■ Selected passage

- - - - - - -

A New Structure: The Army Seizes the Reins
Shocked by Chirac's decision, the army took eight months to tackle the problem. The manpower complexities boggled the mind. More expensive than a conscript force, an all-professional army called into question the force's entire organization of personnel and equipment. Commanders struggled to define the number of cooks, drivers, and maintenance technicians their units could afford. Every change also cascaded through the force's logistical and administrative support systems. There were no easy answers, and time was needed to make sure the changes could be managed once unleashed.
More important, these months gave the institution the chance to forge the internal consensus required to impose its own vision of the future. Little interested in technical details, the politicians left the army free rein to address the important issues of force structure. Consequently the institution, which had languished on the margins of political influence for 30 years, suddenly found itself invited to carve out a new and more important role for itself. In doing so, army planners even dared to tinker with the President's guidance that the structure would be centered around four specialized forces: armored, mechanized, armored rapid intervention, and assault infantry. Instead of rigidly defined forces, the army leaders wanted "modularity," the ability to tailor forces to the needs of the moment.
The idea of modularity had been growing on French defense thinkers for at least 20 years. As early as 1975, a military theorist and army officer, Guy Brossolet, had written a book suggesting that a modular force could resist a Warsaw Pact attack better than the classical corps/division-based model.

- - - - - - -

■ Material supplied
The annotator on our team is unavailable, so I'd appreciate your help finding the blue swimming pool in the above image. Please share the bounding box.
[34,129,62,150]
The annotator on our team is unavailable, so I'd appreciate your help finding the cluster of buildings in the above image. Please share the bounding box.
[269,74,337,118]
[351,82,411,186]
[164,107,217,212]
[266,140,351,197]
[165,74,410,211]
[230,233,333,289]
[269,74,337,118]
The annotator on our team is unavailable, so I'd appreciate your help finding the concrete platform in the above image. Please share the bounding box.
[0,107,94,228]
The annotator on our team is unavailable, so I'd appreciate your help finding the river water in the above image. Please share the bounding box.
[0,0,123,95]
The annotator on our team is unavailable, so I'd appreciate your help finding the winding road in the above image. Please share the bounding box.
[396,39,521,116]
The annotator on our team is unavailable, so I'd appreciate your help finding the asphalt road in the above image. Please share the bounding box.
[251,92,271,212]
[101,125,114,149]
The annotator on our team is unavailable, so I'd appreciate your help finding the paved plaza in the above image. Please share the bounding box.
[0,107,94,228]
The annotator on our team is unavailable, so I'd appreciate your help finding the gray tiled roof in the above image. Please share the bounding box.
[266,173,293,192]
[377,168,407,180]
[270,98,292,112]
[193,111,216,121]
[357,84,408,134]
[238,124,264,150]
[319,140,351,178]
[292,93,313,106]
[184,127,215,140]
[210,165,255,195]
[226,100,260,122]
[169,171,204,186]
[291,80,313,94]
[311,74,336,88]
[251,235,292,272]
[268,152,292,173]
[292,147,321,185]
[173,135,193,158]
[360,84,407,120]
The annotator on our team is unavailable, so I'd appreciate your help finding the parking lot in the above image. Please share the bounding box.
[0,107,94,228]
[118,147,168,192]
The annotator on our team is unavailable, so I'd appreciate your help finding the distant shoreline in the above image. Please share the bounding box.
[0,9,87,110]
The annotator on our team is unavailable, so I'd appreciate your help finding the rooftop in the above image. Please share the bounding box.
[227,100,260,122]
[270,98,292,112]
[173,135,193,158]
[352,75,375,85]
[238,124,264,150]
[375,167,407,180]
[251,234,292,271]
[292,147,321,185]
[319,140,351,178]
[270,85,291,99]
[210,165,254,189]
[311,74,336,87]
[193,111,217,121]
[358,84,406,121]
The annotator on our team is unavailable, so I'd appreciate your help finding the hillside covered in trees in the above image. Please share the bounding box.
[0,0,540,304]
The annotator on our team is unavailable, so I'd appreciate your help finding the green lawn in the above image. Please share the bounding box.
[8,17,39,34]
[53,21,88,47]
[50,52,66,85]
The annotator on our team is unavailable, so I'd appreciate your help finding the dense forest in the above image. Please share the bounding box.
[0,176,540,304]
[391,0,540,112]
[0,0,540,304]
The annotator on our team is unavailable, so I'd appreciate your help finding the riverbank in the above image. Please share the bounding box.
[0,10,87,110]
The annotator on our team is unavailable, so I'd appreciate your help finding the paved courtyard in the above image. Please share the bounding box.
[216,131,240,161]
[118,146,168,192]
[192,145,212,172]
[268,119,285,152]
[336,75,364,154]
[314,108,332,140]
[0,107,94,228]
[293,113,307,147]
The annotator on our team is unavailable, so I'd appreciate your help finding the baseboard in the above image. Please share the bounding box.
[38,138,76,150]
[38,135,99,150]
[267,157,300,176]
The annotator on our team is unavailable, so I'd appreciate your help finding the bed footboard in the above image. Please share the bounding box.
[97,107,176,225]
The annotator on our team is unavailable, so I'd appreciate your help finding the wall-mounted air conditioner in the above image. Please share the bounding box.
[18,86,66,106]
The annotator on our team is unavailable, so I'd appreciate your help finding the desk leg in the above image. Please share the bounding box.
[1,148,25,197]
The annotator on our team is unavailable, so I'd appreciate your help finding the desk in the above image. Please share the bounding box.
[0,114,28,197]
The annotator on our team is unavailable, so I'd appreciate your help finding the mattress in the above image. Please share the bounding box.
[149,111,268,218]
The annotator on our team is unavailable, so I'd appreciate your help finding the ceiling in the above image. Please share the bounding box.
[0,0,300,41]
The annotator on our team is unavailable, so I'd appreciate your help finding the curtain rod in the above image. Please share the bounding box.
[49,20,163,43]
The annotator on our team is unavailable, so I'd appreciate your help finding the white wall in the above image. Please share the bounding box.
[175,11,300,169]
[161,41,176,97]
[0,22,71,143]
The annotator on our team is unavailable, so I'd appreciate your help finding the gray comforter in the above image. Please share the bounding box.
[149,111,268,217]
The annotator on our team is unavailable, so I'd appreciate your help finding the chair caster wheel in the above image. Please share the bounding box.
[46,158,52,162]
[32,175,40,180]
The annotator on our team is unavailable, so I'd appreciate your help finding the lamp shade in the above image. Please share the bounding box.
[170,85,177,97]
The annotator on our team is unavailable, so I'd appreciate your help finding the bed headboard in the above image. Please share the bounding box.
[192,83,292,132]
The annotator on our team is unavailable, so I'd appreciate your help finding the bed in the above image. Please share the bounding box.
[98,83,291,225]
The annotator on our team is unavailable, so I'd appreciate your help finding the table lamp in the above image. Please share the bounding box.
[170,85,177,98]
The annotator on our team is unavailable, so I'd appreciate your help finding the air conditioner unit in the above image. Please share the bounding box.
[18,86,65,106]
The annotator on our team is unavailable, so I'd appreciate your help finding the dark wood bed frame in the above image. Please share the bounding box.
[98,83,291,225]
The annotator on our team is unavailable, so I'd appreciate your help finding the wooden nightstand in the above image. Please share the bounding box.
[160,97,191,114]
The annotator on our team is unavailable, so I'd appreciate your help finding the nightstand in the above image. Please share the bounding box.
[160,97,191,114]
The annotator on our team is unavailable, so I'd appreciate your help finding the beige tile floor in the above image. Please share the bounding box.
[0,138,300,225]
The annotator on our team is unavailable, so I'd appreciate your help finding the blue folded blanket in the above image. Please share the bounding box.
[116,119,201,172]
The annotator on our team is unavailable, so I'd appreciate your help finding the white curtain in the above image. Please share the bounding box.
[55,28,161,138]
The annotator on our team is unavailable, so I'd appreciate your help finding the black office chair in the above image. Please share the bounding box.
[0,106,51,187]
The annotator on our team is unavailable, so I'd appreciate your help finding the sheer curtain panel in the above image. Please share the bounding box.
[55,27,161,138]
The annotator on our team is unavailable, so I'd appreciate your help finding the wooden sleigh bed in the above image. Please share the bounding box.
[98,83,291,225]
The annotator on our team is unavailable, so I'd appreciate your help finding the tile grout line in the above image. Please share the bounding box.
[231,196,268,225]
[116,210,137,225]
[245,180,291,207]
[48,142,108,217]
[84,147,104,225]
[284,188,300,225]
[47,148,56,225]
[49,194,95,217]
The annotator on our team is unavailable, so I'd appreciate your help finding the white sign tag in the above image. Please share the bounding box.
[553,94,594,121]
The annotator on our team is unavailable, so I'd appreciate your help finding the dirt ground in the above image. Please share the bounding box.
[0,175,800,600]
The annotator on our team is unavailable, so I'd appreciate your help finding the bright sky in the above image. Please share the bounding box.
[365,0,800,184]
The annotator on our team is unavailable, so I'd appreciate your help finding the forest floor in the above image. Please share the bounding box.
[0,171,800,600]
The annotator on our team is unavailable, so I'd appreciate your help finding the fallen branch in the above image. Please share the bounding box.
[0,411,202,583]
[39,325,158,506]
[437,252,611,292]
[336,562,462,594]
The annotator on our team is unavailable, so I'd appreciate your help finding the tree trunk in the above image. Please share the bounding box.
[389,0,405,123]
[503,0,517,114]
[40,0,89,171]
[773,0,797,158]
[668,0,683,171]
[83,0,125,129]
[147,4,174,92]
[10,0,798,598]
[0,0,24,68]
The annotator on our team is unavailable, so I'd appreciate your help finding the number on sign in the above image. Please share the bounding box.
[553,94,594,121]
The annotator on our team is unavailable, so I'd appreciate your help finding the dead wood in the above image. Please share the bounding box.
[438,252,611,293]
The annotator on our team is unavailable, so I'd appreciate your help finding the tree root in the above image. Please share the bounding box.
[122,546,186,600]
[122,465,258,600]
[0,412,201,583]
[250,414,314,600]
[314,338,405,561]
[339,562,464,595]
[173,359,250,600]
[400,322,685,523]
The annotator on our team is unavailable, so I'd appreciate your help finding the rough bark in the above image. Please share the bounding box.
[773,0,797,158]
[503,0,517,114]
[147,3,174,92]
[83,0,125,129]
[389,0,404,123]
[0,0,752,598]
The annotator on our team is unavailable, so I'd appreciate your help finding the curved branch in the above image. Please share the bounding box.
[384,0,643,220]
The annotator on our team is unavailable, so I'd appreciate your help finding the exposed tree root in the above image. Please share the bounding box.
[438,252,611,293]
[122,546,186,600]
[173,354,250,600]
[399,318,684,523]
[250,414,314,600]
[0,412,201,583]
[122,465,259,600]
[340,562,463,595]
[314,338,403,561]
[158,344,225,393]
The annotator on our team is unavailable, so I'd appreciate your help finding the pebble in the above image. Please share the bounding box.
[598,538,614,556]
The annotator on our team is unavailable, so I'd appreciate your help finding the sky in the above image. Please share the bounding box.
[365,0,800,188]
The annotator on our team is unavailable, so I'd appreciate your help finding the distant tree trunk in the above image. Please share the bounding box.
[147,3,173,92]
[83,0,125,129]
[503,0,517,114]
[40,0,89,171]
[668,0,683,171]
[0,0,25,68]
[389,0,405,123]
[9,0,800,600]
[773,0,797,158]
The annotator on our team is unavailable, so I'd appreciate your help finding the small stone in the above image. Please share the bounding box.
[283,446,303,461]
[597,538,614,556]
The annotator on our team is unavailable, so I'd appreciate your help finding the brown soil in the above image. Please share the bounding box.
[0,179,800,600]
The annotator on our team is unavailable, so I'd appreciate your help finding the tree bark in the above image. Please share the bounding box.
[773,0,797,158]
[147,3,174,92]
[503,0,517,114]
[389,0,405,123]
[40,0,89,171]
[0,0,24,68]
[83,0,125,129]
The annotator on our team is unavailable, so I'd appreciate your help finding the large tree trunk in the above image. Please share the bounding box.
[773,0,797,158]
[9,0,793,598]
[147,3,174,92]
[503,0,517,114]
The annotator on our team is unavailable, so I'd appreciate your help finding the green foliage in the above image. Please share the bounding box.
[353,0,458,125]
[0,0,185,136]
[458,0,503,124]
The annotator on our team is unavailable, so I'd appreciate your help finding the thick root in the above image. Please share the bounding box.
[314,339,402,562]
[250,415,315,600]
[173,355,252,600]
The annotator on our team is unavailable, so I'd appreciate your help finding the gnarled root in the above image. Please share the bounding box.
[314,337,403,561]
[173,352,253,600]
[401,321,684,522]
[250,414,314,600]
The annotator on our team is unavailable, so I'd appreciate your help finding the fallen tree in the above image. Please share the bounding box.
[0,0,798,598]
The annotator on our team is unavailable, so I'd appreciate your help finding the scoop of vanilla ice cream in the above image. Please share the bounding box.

- - - - - - -

■ Description of the task
From the passage on the French army's new structure, return the text word for word, starting with "The idea of" and going on through "classical corps/division-based model.".

■ Output for this task
The idea of modularity had been growing on French defense thinkers for at least 20 years. As early as 1975, a military theorist and army officer, Guy Brossolet, had written a book suggesting that a modular force could resist a Warsaw Pact attack better than the classical corps/division-based model.